EXERCISE DESCRIPTION
Please gather every line in the rows below that contains the string "pool" and copy each one unchanged. Matches must agree in case.
-- DATA EXCERPTS start --
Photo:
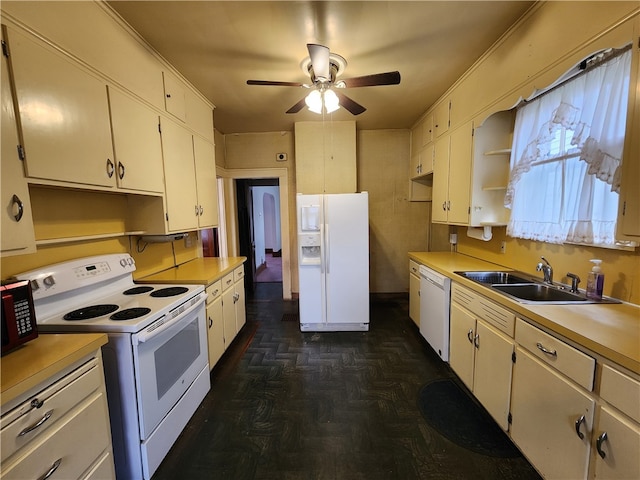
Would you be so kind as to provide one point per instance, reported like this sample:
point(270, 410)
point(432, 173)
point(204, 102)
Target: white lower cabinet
point(482, 357)
point(617, 444)
point(215, 325)
point(61, 430)
point(233, 304)
point(552, 419)
point(414, 292)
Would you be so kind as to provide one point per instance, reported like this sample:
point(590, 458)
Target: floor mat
point(455, 415)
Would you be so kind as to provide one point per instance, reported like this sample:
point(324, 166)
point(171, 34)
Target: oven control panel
point(92, 270)
point(74, 274)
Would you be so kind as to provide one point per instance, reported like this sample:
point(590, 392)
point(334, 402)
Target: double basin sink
point(527, 289)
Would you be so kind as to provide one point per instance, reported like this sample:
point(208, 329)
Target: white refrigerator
point(333, 262)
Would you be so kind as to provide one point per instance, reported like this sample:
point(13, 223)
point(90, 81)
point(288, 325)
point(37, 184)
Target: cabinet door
point(545, 408)
point(180, 177)
point(18, 236)
point(440, 180)
point(414, 298)
point(620, 446)
point(461, 344)
point(136, 142)
point(229, 316)
point(174, 96)
point(205, 159)
point(64, 115)
point(240, 306)
point(492, 373)
point(215, 331)
point(441, 117)
point(460, 175)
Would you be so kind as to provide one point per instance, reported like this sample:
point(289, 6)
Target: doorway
point(259, 229)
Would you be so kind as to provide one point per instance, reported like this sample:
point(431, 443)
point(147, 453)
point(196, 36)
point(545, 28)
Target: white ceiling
point(219, 45)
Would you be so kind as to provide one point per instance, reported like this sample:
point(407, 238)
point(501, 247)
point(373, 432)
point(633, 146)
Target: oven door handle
point(146, 335)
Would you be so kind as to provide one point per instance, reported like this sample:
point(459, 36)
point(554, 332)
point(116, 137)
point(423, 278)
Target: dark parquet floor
point(341, 406)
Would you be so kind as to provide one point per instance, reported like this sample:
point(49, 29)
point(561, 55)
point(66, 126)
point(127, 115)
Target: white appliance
point(333, 261)
point(435, 297)
point(156, 360)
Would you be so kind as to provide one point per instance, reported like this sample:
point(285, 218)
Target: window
point(566, 153)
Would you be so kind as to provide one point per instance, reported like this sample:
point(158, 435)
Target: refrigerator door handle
point(326, 248)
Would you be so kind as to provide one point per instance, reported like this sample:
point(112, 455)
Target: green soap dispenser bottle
point(595, 280)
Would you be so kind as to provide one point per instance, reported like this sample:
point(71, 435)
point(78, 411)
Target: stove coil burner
point(92, 311)
point(137, 290)
point(169, 291)
point(130, 313)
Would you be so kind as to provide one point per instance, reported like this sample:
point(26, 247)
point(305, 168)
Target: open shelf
point(502, 151)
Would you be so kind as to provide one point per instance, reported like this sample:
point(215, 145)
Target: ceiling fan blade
point(350, 105)
point(297, 107)
point(278, 84)
point(319, 55)
point(388, 78)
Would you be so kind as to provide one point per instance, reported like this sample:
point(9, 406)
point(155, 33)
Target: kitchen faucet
point(547, 270)
point(575, 280)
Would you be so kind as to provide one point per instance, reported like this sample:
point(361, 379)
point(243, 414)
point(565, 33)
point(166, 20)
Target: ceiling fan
point(324, 67)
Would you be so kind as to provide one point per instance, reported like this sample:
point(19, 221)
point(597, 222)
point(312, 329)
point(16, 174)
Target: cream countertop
point(39, 359)
point(609, 330)
point(202, 271)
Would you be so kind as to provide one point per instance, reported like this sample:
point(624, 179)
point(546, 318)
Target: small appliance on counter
point(18, 315)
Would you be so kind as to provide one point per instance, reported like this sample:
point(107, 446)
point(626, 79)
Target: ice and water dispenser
point(310, 235)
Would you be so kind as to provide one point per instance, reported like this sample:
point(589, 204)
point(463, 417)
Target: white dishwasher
point(435, 295)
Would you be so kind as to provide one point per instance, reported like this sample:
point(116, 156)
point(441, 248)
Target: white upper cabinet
point(136, 144)
point(18, 235)
point(180, 177)
point(63, 113)
point(174, 96)
point(206, 185)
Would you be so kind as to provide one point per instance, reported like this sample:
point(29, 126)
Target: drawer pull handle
point(470, 335)
point(52, 470)
point(542, 348)
point(31, 428)
point(579, 422)
point(601, 438)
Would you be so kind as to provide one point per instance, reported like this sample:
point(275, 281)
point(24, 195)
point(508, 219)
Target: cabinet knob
point(579, 422)
point(17, 207)
point(601, 438)
point(110, 168)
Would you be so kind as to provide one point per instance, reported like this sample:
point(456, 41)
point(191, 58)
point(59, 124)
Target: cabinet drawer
point(213, 291)
point(57, 400)
point(227, 281)
point(78, 440)
point(621, 391)
point(414, 268)
point(483, 308)
point(566, 359)
point(238, 273)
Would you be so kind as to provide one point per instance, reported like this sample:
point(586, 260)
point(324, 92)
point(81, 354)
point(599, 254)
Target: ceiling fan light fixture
point(314, 101)
point(331, 101)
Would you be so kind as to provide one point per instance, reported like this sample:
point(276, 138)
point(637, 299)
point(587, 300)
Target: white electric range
point(156, 366)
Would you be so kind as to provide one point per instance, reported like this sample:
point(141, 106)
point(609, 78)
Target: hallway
point(342, 406)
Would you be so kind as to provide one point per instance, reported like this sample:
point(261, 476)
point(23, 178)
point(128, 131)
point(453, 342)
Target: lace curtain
point(565, 158)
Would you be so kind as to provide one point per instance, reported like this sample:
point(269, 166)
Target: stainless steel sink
point(525, 288)
point(497, 278)
point(535, 293)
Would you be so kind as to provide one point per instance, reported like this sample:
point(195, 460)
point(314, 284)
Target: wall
point(553, 38)
point(396, 225)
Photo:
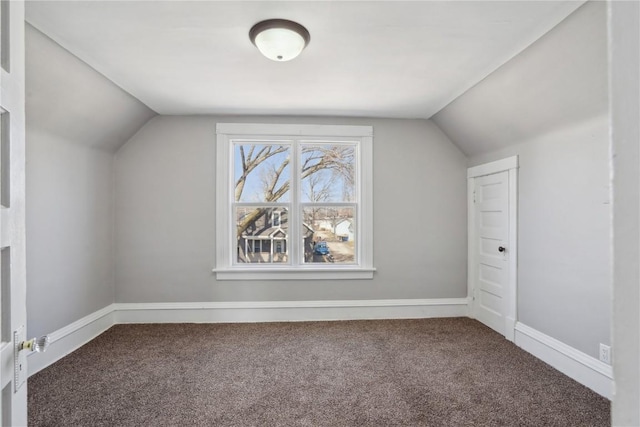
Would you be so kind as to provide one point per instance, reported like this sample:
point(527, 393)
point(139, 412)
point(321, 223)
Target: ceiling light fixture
point(279, 39)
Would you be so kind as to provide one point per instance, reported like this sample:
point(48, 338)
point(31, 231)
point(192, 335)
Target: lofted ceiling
point(366, 58)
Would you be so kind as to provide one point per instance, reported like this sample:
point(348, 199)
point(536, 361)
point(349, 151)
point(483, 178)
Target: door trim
point(511, 165)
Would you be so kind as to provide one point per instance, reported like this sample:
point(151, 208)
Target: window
point(294, 202)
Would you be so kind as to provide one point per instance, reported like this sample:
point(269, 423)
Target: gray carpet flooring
point(432, 372)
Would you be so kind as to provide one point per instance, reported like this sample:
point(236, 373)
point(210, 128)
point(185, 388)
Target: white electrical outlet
point(605, 354)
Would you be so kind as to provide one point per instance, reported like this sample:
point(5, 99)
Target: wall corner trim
point(71, 337)
point(585, 369)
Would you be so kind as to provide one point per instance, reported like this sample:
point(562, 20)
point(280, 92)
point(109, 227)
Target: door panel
point(491, 269)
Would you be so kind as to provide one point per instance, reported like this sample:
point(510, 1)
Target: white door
point(13, 399)
point(491, 266)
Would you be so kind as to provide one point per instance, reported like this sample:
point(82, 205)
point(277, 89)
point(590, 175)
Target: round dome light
point(279, 39)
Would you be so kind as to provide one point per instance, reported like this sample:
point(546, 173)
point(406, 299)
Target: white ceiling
point(366, 58)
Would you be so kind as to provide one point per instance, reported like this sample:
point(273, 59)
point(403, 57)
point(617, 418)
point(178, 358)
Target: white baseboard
point(80, 332)
point(289, 311)
point(581, 367)
point(585, 369)
point(71, 337)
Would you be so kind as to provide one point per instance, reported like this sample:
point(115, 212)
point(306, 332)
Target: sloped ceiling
point(561, 79)
point(67, 99)
point(366, 58)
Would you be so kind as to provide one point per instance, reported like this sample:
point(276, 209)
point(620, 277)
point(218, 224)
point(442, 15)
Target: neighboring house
point(344, 230)
point(266, 238)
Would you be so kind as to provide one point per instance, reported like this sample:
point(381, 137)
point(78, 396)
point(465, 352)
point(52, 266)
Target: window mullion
point(295, 212)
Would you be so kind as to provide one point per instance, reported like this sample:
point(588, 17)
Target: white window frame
point(226, 249)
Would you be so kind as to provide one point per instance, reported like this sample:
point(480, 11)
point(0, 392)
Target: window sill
point(350, 273)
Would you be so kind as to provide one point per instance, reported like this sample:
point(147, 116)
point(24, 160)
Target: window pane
point(262, 234)
point(261, 172)
point(328, 173)
point(329, 235)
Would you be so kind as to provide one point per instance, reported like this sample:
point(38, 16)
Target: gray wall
point(625, 87)
point(76, 119)
point(165, 216)
point(549, 105)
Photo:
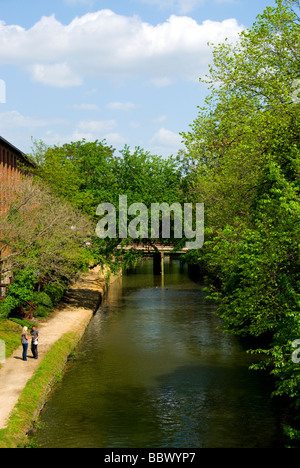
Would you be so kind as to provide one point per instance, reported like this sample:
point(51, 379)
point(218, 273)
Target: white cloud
point(183, 6)
point(59, 75)
point(96, 126)
point(86, 107)
point(166, 138)
point(14, 119)
point(122, 106)
point(106, 45)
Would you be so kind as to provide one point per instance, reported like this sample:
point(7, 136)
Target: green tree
point(246, 143)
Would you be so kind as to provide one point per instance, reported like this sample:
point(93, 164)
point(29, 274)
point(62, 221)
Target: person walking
point(24, 341)
point(34, 342)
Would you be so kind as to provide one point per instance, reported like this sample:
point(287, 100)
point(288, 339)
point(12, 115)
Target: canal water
point(154, 371)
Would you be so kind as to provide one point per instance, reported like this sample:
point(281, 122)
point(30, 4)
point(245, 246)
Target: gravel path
point(73, 315)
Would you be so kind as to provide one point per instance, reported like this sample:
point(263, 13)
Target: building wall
point(12, 164)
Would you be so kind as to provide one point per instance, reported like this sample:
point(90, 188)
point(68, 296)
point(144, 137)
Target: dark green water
point(154, 372)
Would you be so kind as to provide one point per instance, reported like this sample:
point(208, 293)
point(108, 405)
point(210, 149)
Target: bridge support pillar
point(158, 263)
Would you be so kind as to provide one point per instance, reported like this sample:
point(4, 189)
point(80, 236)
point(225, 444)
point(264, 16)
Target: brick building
point(13, 164)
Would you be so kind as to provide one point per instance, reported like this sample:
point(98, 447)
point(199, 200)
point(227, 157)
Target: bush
point(55, 291)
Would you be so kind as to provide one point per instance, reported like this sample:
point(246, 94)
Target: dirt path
point(73, 315)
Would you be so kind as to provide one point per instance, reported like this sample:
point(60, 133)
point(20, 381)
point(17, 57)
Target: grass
point(35, 393)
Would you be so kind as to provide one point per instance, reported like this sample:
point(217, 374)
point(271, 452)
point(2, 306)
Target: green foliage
point(20, 291)
point(55, 291)
point(245, 144)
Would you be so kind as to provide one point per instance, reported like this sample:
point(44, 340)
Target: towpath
point(73, 314)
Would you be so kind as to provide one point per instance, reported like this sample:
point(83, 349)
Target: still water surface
point(153, 371)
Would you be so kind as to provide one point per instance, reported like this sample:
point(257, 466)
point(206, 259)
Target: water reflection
point(154, 371)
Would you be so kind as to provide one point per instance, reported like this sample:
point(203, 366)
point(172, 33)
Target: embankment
point(24, 385)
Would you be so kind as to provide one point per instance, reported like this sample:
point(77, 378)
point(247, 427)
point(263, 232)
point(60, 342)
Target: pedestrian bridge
point(157, 251)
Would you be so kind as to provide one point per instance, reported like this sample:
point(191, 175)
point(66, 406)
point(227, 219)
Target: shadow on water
point(154, 371)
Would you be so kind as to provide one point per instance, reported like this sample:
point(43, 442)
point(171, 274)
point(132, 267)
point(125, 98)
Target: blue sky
point(124, 71)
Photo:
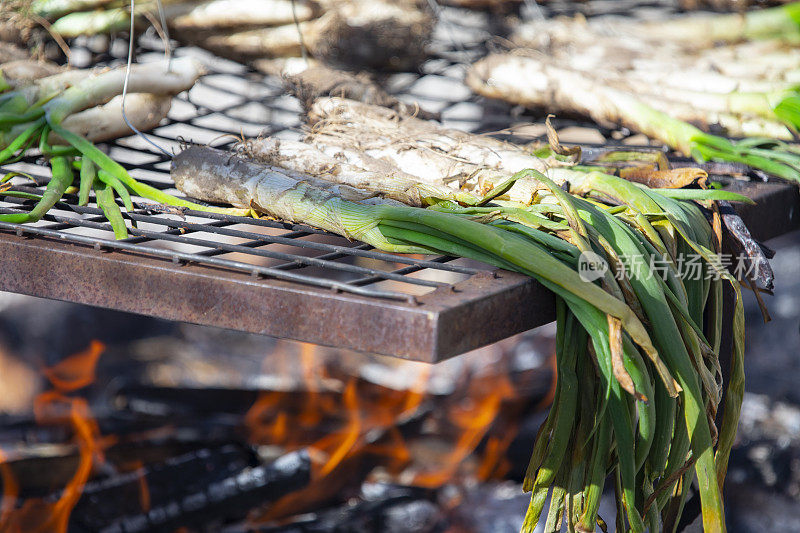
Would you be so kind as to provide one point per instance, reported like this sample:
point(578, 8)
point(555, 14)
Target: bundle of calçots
point(734, 73)
point(61, 115)
point(639, 382)
point(379, 34)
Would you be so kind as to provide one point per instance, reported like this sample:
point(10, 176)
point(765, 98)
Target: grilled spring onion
point(532, 80)
point(40, 115)
point(632, 400)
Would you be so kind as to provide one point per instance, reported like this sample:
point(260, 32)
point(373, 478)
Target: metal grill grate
point(266, 276)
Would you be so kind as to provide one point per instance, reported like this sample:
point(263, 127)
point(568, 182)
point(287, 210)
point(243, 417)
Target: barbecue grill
point(269, 277)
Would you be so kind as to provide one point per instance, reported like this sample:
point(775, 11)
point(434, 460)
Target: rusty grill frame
point(144, 275)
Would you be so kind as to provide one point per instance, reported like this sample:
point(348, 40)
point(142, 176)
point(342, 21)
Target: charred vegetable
point(53, 114)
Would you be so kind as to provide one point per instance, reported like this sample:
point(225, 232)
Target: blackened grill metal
point(267, 276)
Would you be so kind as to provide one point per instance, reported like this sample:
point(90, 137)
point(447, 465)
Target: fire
point(56, 407)
point(363, 424)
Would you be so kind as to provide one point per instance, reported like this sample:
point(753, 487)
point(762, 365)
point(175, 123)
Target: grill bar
point(290, 280)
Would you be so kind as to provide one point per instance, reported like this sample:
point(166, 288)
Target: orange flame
point(474, 417)
point(54, 407)
point(363, 410)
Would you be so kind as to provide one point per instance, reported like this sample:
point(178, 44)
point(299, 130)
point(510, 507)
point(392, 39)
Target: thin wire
point(299, 33)
point(165, 29)
point(437, 12)
point(127, 77)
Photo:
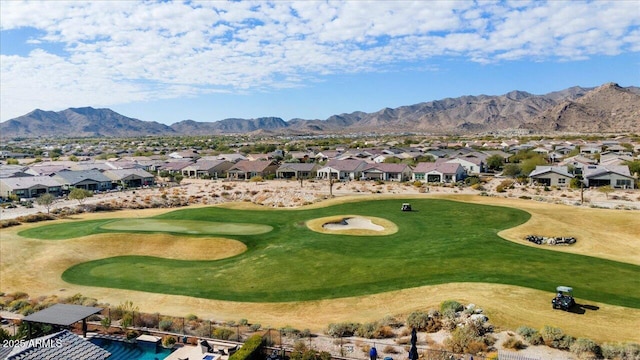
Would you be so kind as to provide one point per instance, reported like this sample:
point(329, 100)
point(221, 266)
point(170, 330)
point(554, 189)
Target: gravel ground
point(282, 193)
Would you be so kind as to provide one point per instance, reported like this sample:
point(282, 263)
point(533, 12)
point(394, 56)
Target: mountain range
point(605, 109)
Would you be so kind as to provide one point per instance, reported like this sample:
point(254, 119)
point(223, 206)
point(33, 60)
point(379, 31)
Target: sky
point(168, 61)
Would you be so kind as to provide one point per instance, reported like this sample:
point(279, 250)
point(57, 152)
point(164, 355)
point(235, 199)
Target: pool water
point(131, 351)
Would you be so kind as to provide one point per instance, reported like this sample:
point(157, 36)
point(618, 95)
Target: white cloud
point(147, 50)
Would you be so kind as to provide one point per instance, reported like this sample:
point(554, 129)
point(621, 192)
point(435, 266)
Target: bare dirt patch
point(27, 265)
point(353, 225)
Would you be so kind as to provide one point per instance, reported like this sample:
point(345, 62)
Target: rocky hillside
point(80, 122)
point(605, 109)
point(228, 126)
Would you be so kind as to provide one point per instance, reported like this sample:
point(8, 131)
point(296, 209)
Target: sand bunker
point(352, 225)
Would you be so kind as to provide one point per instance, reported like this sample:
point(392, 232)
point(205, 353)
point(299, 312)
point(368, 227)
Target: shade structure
point(413, 351)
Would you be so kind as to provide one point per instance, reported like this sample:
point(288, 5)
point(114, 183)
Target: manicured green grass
point(443, 241)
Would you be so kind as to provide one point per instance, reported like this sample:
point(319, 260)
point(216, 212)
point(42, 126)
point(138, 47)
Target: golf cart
point(564, 298)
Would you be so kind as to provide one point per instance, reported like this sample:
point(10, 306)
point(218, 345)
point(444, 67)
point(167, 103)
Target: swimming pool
point(131, 351)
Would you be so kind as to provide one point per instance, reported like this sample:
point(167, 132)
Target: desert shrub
point(460, 339)
point(472, 180)
point(450, 305)
point(476, 346)
point(390, 350)
point(366, 330)
point(18, 305)
point(341, 329)
point(36, 217)
point(383, 332)
point(585, 348)
point(222, 333)
point(505, 185)
point(418, 320)
point(556, 338)
point(165, 324)
point(126, 320)
point(168, 341)
point(630, 351)
point(146, 320)
point(391, 321)
point(513, 343)
point(9, 223)
point(611, 351)
point(531, 335)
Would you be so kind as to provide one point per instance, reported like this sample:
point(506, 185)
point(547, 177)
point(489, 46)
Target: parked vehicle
point(564, 298)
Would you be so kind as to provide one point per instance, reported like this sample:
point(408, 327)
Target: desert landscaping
point(601, 210)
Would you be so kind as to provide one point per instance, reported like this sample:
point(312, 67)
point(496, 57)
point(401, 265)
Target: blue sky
point(211, 60)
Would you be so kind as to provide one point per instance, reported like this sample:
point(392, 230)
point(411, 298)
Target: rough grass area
point(187, 227)
point(442, 242)
point(35, 266)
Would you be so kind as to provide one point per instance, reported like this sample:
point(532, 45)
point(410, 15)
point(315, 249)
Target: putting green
point(441, 242)
point(187, 227)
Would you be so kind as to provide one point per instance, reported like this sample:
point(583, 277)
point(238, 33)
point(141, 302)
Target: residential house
point(577, 163)
point(130, 178)
point(232, 157)
point(325, 155)
point(614, 176)
point(301, 156)
point(245, 169)
point(471, 164)
point(45, 170)
point(187, 154)
point(259, 157)
point(93, 180)
point(387, 172)
point(213, 169)
point(29, 186)
point(342, 169)
point(175, 166)
point(551, 176)
point(297, 171)
point(590, 149)
point(13, 171)
point(442, 172)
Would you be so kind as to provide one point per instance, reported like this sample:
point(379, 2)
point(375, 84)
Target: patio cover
point(62, 314)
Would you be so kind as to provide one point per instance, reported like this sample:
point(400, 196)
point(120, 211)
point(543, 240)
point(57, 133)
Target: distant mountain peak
point(607, 108)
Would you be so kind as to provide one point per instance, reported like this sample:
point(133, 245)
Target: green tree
point(528, 165)
point(178, 178)
point(46, 200)
point(80, 194)
point(634, 166)
point(606, 190)
point(511, 170)
point(495, 162)
point(106, 323)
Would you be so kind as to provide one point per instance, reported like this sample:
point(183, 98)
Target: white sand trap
point(354, 223)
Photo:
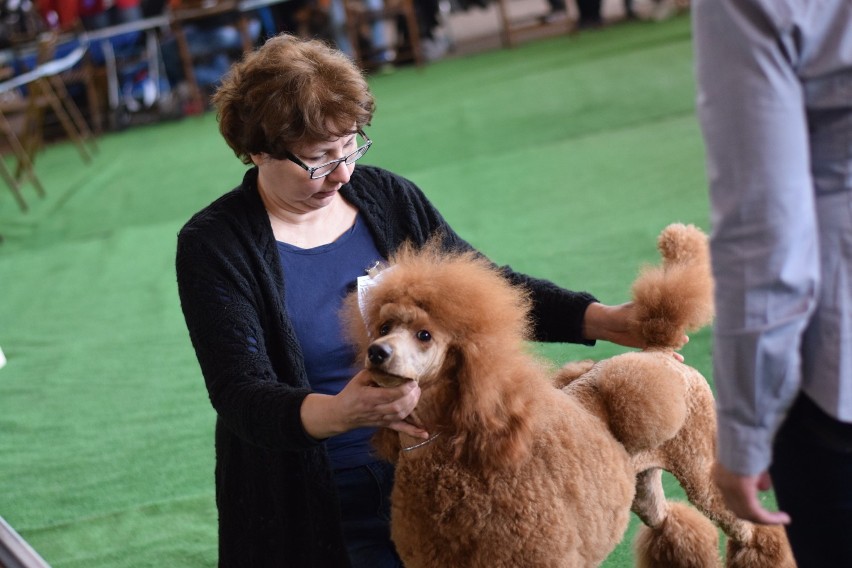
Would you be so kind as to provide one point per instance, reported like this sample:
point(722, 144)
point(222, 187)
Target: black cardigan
point(274, 487)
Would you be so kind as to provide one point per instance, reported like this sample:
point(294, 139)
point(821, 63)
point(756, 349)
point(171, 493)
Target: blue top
point(316, 281)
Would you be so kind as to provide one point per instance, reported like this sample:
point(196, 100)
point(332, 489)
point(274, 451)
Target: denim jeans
point(365, 508)
point(812, 476)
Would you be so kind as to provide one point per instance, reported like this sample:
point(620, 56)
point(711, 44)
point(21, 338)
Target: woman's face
point(285, 184)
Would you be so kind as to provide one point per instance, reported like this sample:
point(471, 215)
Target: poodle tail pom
point(676, 297)
point(685, 539)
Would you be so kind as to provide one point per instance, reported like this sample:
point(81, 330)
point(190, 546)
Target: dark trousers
point(365, 508)
point(812, 476)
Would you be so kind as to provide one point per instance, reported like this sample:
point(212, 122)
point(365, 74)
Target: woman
point(262, 272)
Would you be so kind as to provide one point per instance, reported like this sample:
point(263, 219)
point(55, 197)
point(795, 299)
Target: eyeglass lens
point(326, 169)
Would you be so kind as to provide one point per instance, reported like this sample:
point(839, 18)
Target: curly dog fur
point(528, 467)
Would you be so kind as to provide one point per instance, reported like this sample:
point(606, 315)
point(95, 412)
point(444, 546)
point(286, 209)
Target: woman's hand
point(361, 403)
point(612, 323)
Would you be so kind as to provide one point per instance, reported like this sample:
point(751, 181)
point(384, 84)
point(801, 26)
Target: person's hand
point(740, 495)
point(612, 323)
point(362, 403)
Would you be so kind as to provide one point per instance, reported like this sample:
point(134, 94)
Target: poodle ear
point(490, 418)
point(386, 443)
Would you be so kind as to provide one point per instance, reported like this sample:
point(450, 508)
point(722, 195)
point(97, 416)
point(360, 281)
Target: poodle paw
point(685, 539)
point(768, 548)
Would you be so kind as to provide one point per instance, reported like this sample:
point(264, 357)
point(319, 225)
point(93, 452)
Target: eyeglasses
point(325, 169)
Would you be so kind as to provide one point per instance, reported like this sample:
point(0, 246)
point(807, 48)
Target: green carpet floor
point(563, 157)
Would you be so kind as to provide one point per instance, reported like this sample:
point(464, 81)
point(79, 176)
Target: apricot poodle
point(528, 467)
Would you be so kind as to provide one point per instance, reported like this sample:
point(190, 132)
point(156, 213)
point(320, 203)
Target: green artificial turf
-- DATA EXCERPTS end --
FULL SOLUTION
Target: pool water
Target: swimming pool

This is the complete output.